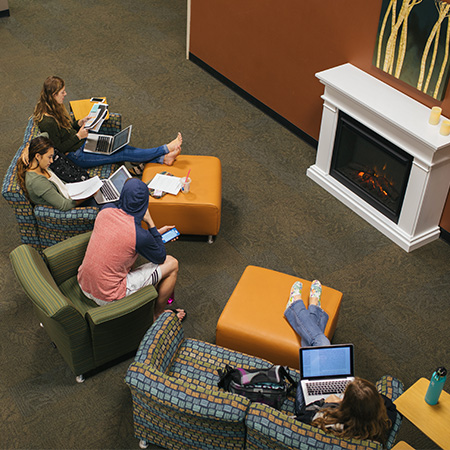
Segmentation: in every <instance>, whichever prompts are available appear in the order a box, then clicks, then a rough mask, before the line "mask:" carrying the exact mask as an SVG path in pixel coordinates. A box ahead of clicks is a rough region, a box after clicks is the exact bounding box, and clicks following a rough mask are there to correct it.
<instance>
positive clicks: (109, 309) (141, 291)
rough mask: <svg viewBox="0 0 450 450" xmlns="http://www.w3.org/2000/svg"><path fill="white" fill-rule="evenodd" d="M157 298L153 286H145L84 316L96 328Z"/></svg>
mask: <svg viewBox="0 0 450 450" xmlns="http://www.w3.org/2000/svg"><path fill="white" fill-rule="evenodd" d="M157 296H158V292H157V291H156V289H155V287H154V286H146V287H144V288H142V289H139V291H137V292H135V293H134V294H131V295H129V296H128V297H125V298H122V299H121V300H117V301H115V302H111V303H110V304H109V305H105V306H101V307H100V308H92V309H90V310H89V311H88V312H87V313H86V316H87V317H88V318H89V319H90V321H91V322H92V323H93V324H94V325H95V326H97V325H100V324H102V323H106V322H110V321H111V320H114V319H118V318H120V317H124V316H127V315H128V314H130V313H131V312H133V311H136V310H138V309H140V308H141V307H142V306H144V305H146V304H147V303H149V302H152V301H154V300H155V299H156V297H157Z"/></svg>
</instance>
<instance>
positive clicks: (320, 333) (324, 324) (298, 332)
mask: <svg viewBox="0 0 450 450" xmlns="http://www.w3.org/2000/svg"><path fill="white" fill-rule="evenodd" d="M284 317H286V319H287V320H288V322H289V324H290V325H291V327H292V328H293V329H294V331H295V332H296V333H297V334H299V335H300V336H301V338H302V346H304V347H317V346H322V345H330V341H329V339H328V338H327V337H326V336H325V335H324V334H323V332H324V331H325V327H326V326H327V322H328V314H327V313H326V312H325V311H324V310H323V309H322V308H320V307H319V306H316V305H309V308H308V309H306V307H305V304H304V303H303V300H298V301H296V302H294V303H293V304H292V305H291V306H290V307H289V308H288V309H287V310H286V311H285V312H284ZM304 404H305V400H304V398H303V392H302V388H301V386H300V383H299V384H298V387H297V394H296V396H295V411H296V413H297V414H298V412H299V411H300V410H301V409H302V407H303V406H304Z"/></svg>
---
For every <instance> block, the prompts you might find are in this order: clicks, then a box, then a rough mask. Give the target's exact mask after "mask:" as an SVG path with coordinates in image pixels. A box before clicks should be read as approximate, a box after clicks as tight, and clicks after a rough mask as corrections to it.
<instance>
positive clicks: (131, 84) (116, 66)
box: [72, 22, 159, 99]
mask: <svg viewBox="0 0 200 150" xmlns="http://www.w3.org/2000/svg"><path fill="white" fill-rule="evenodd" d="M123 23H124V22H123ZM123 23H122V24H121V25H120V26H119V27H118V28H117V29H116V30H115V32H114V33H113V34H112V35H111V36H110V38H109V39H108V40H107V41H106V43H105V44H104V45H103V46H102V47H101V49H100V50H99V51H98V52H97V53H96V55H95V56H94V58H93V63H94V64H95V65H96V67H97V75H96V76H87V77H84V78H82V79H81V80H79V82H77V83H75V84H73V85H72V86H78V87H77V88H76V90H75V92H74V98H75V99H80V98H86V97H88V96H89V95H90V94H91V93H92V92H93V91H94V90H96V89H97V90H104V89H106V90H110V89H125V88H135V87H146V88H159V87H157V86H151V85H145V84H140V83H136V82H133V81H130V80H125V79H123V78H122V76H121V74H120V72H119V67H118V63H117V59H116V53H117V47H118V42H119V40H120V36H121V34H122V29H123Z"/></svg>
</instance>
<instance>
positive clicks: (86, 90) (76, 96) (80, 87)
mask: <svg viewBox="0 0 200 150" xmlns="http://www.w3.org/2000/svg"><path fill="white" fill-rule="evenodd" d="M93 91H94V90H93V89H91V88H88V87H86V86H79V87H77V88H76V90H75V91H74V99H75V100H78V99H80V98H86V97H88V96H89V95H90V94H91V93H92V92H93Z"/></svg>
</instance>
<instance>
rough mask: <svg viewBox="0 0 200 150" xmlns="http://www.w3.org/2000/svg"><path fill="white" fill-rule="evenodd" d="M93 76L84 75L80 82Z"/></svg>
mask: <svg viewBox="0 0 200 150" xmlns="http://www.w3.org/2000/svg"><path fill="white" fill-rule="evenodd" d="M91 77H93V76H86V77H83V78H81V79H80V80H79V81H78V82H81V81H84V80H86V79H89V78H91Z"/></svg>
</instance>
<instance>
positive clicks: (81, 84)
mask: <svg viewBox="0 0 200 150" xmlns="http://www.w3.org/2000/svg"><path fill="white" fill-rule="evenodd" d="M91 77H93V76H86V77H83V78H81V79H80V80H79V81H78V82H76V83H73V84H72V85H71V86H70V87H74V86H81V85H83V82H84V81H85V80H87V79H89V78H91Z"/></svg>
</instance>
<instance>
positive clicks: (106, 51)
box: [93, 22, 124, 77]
* * *
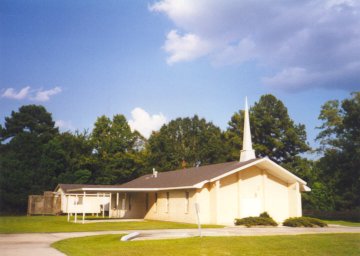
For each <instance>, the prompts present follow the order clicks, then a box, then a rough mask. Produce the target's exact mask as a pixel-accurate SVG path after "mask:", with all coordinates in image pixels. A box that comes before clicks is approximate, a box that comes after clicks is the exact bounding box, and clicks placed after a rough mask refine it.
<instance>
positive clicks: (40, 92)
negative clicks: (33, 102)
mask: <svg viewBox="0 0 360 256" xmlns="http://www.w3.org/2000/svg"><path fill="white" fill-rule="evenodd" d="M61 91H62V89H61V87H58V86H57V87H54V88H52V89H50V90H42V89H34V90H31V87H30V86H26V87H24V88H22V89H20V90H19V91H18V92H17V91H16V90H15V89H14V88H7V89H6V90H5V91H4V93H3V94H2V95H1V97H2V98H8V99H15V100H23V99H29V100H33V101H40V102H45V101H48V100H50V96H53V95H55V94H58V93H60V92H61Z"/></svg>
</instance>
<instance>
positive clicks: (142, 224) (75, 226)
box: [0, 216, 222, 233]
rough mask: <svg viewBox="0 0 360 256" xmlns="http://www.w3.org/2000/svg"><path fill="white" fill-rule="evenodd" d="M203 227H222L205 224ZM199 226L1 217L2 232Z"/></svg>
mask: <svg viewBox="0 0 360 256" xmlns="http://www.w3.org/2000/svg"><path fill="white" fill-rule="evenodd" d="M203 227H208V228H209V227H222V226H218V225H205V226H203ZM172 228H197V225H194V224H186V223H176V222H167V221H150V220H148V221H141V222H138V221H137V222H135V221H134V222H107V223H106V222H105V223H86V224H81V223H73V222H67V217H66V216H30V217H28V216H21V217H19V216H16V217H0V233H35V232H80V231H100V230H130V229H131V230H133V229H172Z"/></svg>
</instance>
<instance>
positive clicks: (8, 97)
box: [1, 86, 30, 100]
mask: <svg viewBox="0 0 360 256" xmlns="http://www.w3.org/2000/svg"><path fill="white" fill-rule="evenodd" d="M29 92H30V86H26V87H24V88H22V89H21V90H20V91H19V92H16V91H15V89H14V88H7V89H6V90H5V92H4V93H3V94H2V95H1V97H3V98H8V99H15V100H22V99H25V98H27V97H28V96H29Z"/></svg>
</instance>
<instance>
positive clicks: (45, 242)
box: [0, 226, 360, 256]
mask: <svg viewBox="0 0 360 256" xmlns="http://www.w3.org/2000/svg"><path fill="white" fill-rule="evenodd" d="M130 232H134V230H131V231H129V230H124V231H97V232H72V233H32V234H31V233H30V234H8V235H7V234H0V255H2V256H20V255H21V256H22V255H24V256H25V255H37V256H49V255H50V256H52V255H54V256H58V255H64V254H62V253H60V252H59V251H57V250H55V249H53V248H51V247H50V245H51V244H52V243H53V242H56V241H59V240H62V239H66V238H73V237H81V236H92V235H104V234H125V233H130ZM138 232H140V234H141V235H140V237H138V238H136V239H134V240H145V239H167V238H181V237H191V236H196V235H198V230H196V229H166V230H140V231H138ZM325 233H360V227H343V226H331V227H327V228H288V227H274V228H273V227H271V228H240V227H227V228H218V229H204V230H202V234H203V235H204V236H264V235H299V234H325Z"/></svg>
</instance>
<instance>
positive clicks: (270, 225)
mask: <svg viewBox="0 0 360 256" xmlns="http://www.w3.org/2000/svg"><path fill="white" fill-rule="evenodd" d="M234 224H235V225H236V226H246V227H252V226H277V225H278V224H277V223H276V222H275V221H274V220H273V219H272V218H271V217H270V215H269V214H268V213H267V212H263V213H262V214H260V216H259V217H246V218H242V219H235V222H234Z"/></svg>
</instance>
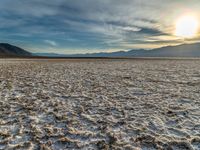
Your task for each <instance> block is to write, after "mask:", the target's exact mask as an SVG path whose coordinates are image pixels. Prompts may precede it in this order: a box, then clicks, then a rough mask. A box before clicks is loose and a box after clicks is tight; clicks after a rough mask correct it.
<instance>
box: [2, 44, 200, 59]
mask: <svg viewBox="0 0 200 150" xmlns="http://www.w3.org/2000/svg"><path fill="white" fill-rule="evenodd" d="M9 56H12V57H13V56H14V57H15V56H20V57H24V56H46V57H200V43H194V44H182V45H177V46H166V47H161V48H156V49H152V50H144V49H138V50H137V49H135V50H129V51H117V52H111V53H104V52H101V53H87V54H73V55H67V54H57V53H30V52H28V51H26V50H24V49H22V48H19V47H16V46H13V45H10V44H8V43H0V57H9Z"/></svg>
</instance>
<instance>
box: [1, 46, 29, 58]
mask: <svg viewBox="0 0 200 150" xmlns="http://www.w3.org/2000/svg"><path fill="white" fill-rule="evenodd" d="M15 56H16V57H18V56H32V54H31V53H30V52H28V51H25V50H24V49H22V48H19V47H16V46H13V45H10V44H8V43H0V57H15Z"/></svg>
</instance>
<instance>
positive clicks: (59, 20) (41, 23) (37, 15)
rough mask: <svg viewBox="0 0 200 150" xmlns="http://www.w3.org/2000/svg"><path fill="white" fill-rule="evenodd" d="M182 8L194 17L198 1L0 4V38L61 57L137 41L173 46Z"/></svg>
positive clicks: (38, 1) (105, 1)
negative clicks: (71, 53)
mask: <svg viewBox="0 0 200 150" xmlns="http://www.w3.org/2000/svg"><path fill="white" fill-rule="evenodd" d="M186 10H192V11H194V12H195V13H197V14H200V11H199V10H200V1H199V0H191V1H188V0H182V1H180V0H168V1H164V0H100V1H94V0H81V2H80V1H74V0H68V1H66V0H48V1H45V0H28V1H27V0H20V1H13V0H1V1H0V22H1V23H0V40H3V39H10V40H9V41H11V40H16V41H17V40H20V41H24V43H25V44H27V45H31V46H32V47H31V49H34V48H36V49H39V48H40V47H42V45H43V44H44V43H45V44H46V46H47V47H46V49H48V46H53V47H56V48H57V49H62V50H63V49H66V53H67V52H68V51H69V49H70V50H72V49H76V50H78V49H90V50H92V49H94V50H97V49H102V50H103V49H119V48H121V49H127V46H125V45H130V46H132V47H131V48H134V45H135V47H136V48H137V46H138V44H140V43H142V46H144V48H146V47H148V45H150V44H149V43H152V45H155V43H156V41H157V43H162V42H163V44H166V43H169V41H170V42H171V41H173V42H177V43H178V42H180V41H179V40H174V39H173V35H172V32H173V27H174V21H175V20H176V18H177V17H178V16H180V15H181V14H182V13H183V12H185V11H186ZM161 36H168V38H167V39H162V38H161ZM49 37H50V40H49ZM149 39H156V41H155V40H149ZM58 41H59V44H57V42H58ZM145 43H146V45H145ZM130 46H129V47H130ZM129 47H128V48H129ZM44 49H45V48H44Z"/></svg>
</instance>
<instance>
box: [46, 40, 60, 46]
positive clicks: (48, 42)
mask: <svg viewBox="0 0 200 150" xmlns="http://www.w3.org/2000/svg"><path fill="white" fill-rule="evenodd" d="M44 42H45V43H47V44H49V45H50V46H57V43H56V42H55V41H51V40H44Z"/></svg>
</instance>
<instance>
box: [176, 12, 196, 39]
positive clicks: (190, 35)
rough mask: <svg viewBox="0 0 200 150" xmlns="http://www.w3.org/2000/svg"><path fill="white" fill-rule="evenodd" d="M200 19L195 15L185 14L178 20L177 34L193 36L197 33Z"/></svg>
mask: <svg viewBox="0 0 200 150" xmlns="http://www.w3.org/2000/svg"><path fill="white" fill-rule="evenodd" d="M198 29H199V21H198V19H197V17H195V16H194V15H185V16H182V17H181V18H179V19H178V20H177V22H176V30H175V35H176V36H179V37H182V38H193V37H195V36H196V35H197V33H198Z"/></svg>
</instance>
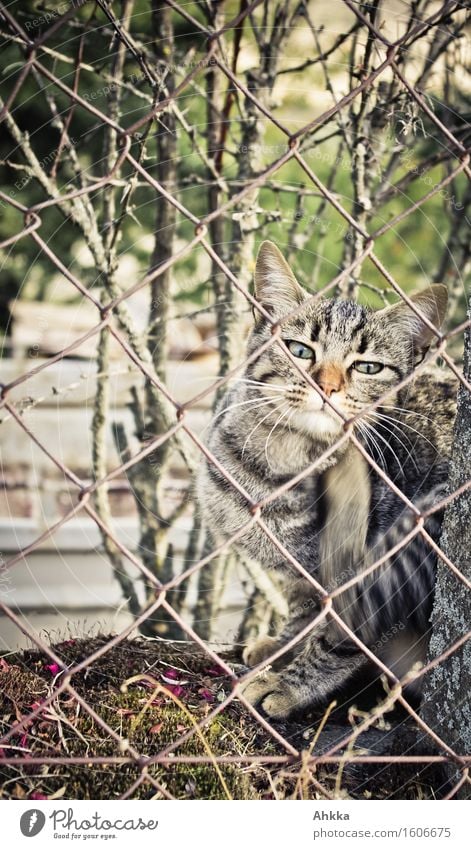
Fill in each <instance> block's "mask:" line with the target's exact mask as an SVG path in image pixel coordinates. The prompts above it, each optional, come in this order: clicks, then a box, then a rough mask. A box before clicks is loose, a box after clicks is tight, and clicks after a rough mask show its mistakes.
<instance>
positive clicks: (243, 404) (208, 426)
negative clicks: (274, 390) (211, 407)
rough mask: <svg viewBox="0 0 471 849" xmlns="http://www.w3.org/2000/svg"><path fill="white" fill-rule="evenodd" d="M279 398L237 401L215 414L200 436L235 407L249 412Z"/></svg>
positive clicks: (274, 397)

Tus instrucciones | Copia tal cual las líneas de los datos de arriba, desde la que contiene "Segmentation: in every" hasta la que contiene "298L153 286H145L84 316L96", ambas incluidas.

La respuesta |
Segmentation: in every <instance>, whichever prompts are available appear in the order a box, then clicks, then a rough mask, before the line "mask:" carrying the exact mask as an SVG path in pixel coordinates. A box ahead of clicks is a rough region, a box after clicks is the exact bounding box, and clicks following a rough mask are there to correct it.
<instance>
positive clicks: (109, 309) (141, 291)
rough mask: <svg viewBox="0 0 450 450" xmlns="http://www.w3.org/2000/svg"><path fill="white" fill-rule="evenodd" d="M157 298L153 286H145L84 316L96 328Z"/></svg>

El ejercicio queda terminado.